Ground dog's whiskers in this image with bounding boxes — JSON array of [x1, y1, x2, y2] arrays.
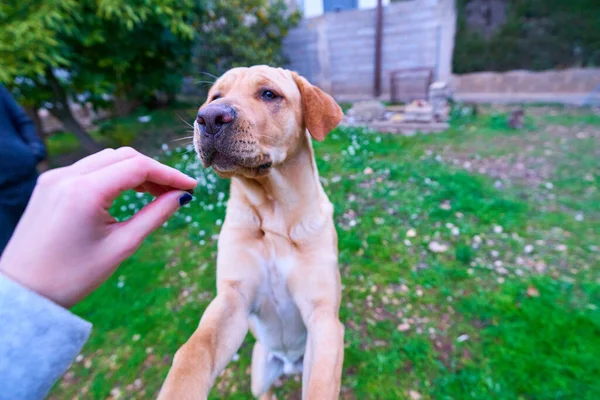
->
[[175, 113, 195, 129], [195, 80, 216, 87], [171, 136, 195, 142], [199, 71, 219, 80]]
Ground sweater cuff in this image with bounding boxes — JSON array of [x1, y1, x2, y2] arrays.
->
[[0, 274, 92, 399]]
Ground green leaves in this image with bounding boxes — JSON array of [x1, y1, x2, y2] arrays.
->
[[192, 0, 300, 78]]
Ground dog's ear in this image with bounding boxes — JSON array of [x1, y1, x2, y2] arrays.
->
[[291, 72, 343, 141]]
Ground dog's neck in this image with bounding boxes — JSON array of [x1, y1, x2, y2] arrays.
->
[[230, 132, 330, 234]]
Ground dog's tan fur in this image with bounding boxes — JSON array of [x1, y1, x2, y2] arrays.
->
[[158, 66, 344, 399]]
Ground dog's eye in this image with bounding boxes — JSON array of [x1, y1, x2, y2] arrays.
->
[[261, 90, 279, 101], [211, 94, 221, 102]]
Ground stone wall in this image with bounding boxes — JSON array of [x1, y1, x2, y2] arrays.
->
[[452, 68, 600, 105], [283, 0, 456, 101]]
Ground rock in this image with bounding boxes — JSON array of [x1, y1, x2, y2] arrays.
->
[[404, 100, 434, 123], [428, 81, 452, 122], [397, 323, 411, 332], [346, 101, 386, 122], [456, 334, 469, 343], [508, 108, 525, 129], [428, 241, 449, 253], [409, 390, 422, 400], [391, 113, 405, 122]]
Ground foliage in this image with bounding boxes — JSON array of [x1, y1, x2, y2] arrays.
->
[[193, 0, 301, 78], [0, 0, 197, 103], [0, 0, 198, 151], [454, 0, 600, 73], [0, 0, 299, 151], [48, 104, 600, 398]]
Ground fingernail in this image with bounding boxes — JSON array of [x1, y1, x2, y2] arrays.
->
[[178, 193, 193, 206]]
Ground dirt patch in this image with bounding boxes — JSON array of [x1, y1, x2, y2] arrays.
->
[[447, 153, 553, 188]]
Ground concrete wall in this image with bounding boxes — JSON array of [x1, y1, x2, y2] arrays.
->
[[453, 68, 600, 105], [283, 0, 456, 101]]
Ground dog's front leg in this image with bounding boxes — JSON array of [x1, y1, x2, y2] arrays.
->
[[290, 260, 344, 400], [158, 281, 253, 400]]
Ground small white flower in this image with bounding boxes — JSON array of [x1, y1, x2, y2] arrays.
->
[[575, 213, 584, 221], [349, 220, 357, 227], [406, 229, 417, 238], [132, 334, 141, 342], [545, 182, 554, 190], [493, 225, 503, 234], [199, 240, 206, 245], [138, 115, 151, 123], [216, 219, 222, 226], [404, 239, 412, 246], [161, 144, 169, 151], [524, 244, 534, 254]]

==

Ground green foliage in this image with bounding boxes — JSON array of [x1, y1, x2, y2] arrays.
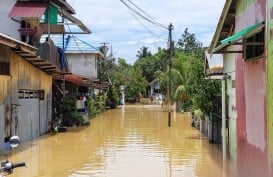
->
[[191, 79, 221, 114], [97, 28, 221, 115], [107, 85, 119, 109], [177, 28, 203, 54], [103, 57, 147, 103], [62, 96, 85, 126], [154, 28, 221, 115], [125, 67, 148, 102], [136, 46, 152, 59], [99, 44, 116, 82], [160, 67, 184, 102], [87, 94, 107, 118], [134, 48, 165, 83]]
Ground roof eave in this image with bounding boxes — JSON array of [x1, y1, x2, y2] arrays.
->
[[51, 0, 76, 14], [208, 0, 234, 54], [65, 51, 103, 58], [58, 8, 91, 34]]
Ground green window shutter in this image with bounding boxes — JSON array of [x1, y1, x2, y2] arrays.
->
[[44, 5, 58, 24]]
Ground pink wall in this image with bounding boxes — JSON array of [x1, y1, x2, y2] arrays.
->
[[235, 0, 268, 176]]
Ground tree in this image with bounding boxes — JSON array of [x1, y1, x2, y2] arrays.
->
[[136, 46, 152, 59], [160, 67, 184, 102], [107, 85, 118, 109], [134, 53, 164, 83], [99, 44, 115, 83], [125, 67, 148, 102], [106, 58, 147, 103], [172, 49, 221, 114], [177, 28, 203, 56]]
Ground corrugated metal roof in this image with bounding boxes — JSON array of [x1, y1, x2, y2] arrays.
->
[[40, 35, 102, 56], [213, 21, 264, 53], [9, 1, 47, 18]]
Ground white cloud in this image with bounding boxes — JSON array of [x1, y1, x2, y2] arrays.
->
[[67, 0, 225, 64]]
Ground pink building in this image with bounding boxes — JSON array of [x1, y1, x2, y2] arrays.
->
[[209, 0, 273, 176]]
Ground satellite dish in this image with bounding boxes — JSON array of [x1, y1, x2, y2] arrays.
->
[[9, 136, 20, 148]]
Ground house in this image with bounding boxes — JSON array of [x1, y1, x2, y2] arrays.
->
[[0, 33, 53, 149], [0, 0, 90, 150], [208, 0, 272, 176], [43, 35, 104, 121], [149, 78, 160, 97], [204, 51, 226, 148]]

* * *

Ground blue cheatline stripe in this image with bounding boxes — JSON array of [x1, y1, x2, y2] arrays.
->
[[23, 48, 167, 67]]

EXERCISE BRIEF:
Return all lines of the material that have "wall" in them.

ANSWER TO THIS EXERCISE:
Ground stone wall in this image with bounding boxes — JSON array of [x1, y1, x2, y2] arrays.
Ground concrete wall in this image with bounding boxes — JSON array of [x1, y1, x2, y2] arrays.
Ground pink wall in this image with bounding boxes — JSON array of [x1, y1, x2, y2] arrays.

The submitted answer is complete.